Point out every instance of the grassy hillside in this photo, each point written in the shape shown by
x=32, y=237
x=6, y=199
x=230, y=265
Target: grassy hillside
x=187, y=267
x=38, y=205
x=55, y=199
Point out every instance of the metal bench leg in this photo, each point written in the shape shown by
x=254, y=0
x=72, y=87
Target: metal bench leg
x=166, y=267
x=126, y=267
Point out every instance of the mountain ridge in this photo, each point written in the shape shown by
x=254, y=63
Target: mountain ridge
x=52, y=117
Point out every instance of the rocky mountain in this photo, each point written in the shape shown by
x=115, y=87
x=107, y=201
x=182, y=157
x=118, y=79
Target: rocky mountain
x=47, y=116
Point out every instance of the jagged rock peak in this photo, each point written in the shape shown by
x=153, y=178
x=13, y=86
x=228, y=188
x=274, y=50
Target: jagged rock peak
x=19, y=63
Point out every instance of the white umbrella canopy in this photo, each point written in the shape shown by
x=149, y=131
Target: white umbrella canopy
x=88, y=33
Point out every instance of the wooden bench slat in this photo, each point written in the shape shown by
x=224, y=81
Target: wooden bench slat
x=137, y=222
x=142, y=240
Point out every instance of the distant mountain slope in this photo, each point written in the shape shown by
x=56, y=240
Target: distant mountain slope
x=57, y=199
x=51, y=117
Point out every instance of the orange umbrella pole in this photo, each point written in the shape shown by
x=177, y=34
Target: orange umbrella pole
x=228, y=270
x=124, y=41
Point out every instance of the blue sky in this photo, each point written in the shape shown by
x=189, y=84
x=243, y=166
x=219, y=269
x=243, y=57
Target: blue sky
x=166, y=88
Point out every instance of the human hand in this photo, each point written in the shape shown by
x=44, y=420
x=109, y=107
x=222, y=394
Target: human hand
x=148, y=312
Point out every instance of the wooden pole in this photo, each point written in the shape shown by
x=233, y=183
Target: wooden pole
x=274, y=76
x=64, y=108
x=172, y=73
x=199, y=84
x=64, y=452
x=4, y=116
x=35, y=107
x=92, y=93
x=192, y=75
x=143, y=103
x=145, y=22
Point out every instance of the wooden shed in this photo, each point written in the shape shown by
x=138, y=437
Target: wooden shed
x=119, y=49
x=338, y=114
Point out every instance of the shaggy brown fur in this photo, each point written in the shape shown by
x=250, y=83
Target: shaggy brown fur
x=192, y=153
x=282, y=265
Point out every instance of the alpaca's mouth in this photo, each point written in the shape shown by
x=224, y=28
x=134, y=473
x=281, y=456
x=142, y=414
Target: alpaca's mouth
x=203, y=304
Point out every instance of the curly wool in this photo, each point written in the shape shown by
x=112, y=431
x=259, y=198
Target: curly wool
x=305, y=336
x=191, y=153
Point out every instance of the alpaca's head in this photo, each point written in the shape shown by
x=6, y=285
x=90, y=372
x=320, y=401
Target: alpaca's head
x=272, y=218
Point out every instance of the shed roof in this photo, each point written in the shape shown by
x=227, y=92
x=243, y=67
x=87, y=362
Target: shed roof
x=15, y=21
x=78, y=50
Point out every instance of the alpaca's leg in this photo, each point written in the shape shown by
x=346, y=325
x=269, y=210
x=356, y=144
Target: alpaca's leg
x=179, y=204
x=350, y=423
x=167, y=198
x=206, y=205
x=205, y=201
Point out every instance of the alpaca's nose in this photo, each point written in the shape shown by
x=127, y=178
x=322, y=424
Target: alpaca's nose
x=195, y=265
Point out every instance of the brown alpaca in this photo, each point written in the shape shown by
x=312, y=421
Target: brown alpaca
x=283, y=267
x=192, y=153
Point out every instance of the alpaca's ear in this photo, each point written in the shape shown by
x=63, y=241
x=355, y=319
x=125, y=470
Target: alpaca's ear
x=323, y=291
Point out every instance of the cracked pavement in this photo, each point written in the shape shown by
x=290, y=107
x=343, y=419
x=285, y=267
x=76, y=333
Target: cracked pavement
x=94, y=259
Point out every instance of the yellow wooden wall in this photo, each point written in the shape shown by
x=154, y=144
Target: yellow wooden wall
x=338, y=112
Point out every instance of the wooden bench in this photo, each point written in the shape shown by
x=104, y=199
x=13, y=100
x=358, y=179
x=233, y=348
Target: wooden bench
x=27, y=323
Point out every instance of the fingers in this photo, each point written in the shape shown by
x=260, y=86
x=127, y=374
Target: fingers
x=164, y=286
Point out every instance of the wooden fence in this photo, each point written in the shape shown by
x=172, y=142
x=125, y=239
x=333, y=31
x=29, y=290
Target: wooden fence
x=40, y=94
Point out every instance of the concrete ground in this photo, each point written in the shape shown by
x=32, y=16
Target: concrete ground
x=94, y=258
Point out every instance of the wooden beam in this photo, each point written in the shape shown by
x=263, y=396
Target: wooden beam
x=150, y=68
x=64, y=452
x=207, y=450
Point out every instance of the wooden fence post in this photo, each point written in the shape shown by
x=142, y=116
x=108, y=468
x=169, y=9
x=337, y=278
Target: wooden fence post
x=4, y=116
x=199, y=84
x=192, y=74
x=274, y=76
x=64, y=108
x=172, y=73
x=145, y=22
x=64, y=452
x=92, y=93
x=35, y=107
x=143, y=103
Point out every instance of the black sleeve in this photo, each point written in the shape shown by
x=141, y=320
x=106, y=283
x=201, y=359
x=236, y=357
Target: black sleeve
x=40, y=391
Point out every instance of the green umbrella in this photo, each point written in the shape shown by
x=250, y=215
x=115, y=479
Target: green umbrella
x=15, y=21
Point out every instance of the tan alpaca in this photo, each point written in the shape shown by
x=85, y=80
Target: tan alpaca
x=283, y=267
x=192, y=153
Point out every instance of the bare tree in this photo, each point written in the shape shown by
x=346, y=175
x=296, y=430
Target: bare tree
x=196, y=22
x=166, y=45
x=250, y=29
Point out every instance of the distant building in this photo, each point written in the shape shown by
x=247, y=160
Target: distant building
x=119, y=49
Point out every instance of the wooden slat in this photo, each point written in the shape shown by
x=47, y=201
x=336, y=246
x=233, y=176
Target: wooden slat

→ **Goal**: Rewrite every one of the rows above, replacing "Point out every instance of" with "Mark each" and leaving everything else as it is.

→ **Written solution**:
Mark each the grassy hillside in this photo, each point written in the shape shown by
x=32, y=237
x=6, y=199
x=230, y=265
Target: grassy hillside
x=187, y=267
x=38, y=205
x=55, y=199
Mark each the metal bench leg in this photo, each point written in the shape shown by
x=254, y=0
x=72, y=87
Target: metal bench leg
x=166, y=267
x=126, y=267
Mark each the mountain ridge in this photo, each point written in the shape shown by
x=254, y=63
Target: mountain ridge
x=52, y=117
Mark each the rocky mountain in this photo, each point written in the shape shown by
x=115, y=87
x=107, y=201
x=182, y=157
x=118, y=79
Target: rocky mountain
x=47, y=116
Mark each the jagged rock peak in this photo, each point written in the shape shown by
x=153, y=178
x=13, y=86
x=228, y=188
x=274, y=50
Target: jagged rock peak
x=19, y=63
Mark each the white umbrella canopy in this photo, each point written in the shape shown by
x=149, y=131
Target: white umbrella canopy
x=88, y=33
Mark each the wooden bench slat in this photo, each point written in the shape shown by
x=224, y=81
Target: wooden bench slat
x=137, y=222
x=142, y=240
Mark each the distant mountain slope in this photo, each point written in the shape shown by
x=56, y=240
Target: distant mountain slope
x=57, y=199
x=51, y=117
Mark each the orange umbrella pole in this photo, each point written in the shape shown by
x=177, y=34
Target: orange umbrella pole
x=228, y=270
x=124, y=41
Mark each the blue sky in this photo, each point written in the shape shown by
x=189, y=84
x=243, y=166
x=219, y=269
x=243, y=57
Target: blue sky
x=166, y=88
Mark each the human hand in this photo, each point written in the shape shown by
x=44, y=420
x=109, y=107
x=222, y=394
Target: human hand
x=148, y=312
Mark each the wooden pole in this photo, each point written in the shape shown by
x=233, y=183
Target: wooden pole
x=274, y=76
x=64, y=108
x=172, y=73
x=199, y=84
x=64, y=452
x=4, y=116
x=35, y=107
x=92, y=93
x=192, y=75
x=143, y=103
x=145, y=22
Mark each the wooden shed in this photo, each point written in the shape shown by
x=138, y=437
Target: wooden shed
x=119, y=49
x=338, y=114
Mark each the shaggy brown fur in this photo, each point written in the shape shown by
x=250, y=83
Target: shaggy brown fur
x=192, y=153
x=282, y=265
Mark each the alpaca's mouth in this photo, each point written in the shape shown by
x=224, y=28
x=134, y=473
x=281, y=456
x=142, y=414
Target: alpaca's mouth
x=203, y=304
Mark each the curly wool in this photo, each point written in the shape shown by
x=112, y=431
x=259, y=198
Target: curly wool
x=305, y=336
x=191, y=153
Mark each the alpaca's head in this photo, each point written in the shape shown by
x=6, y=285
x=90, y=372
x=320, y=401
Target: alpaca's head
x=272, y=218
Mark each the shed roof in this photo, each point written in the shape shown by
x=227, y=92
x=243, y=67
x=87, y=362
Target: shed roof
x=15, y=21
x=78, y=50
Mark each the alpaca's leg in this photo, each point written in the shape shown by
x=346, y=325
x=269, y=210
x=356, y=144
Target: alpaca's leg
x=179, y=204
x=350, y=423
x=167, y=198
x=206, y=205
x=205, y=201
Mark each the alpaca's nose in this photo, each point written in the shape shown by
x=127, y=178
x=322, y=424
Target: alpaca's nose
x=195, y=265
Mark each the brown alpaca in this photo, each point written in the shape shown by
x=312, y=421
Target: brown alpaca
x=283, y=267
x=192, y=153
Mark each the alpaca's ear in this photo, each point written in the shape shown by
x=63, y=241
x=355, y=319
x=125, y=470
Target: alpaca's ear
x=323, y=291
Mark each the cracked pavement in this photo, each point written in the shape shown by
x=290, y=107
x=343, y=419
x=285, y=267
x=76, y=333
Target: cracked pavement
x=94, y=259
Mark each the yellow wooden wall in this photo, each point written in the shape shown by
x=154, y=144
Target: yellow wooden wall
x=338, y=112
Mark each the wooden bench in this photo, each point written in the shape shown by
x=104, y=199
x=13, y=100
x=358, y=179
x=233, y=348
Target: wooden bench
x=27, y=323
Mark each the fingers in this photo, each point written in the shape shown by
x=260, y=86
x=127, y=374
Target: fingers
x=164, y=286
Mark each the wooden fence in this photo, each point written in the shape shown by
x=172, y=142
x=125, y=239
x=333, y=31
x=29, y=290
Target: wooden fence
x=40, y=94
Mark each the concrete ground in this photo, each point written in the shape shown by
x=32, y=16
Target: concrete ground
x=94, y=258
Mark each the wooden beam in this photo, each point written in the shape shown by
x=263, y=396
Target: wooden beam
x=150, y=68
x=64, y=452
x=207, y=450
Mark each the wooden fence post in this photo, each point written in the shape shown by
x=142, y=116
x=108, y=468
x=169, y=9
x=337, y=278
Target: wooden fence post
x=4, y=116
x=199, y=84
x=192, y=74
x=274, y=76
x=64, y=108
x=172, y=73
x=145, y=22
x=64, y=452
x=92, y=93
x=35, y=107
x=143, y=103
Mark each the black sleeve in this photo, each point written in the shape shown by
x=141, y=320
x=106, y=283
x=201, y=359
x=236, y=357
Target: black sleeve
x=40, y=391
Mark each the green umbrella in this photo, each point written in the shape shown by
x=250, y=215
x=115, y=479
Target: green umbrella
x=15, y=21
Mark each the tan alpaca in this photo, each point written in the shape shown by
x=85, y=80
Target: tan alpaca
x=283, y=267
x=192, y=153
Mark each the bare tree in this photo, each point written in the shape shown by
x=346, y=175
x=296, y=430
Target: bare tree
x=196, y=22
x=166, y=45
x=250, y=29
Mark each the distant building in this photo, each point written in the shape shown by
x=247, y=160
Target: distant building
x=119, y=49
Mark each the wooden slat in this photo, each point written in the shape shown by
x=47, y=201
x=336, y=246
x=233, y=176
Target: wooden slat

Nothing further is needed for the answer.